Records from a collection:
== Segment start ==
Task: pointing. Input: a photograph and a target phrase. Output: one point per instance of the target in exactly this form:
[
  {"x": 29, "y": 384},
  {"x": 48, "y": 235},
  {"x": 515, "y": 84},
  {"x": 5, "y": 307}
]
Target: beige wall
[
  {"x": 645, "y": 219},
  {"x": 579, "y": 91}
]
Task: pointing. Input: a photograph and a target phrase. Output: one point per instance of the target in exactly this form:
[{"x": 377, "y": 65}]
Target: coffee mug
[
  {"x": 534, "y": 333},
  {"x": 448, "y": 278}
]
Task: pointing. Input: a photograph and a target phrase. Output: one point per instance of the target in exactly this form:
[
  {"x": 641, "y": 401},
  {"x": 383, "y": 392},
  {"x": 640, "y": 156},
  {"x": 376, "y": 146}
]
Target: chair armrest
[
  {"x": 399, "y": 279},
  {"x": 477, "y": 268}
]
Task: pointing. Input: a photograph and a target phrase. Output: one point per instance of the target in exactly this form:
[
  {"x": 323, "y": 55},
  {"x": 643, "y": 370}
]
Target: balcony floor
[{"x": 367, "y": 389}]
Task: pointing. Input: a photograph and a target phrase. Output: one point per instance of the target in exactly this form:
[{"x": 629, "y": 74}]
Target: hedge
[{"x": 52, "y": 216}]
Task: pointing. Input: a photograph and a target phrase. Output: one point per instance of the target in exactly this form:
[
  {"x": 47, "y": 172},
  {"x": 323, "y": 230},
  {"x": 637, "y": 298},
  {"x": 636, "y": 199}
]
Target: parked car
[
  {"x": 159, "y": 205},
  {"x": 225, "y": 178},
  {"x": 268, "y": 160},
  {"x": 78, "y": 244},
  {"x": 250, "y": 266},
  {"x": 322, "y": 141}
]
== Segment end ==
• [TASK REQUIREMENTS]
Retype all of the lines shown above, keeping each one exact.

• [TASK RESPONSE]
Task: pointing. Input: a photograph and a target phrase. Output: one point per instance of the target in exactly this form:
[
  {"x": 29, "y": 384},
  {"x": 48, "y": 235},
  {"x": 515, "y": 84},
  {"x": 5, "y": 307}
]
Target: beige wall
[
  {"x": 645, "y": 219},
  {"x": 579, "y": 91}
]
Task: pointing. Input: a photograph and a target phrase. Output: one point per instance of the target in exactly this form:
[{"x": 377, "y": 65}]
Target: coffee mug
[
  {"x": 534, "y": 333},
  {"x": 448, "y": 278}
]
Task: pointing. Input: a photograph and a target phrase. Output: one point per instance of the target in exactly this form:
[
  {"x": 641, "y": 401},
  {"x": 383, "y": 392},
  {"x": 640, "y": 156},
  {"x": 376, "y": 146}
]
Target: chair armrest
[
  {"x": 399, "y": 279},
  {"x": 477, "y": 268}
]
Task: pointing. Input: a photograph and a target phrase. Output: one point per instance of the target in exactly this form:
[
  {"x": 323, "y": 55},
  {"x": 643, "y": 370}
]
Target: balcony floor
[{"x": 367, "y": 389}]
Task: pointing. Input: a photograph and a target phrase. Output: one point per instance of the target in exactly this form:
[{"x": 629, "y": 74}]
Target: hedge
[{"x": 52, "y": 216}]
Task: pointing. Input: a photograph and a target phrase. Output: one point per instance of the target in exactly this form:
[
  {"x": 47, "y": 172},
  {"x": 323, "y": 230},
  {"x": 637, "y": 298},
  {"x": 636, "y": 199}
]
Target: parked car
[
  {"x": 159, "y": 205},
  {"x": 225, "y": 178},
  {"x": 268, "y": 160},
  {"x": 78, "y": 244},
  {"x": 250, "y": 266},
  {"x": 322, "y": 141}
]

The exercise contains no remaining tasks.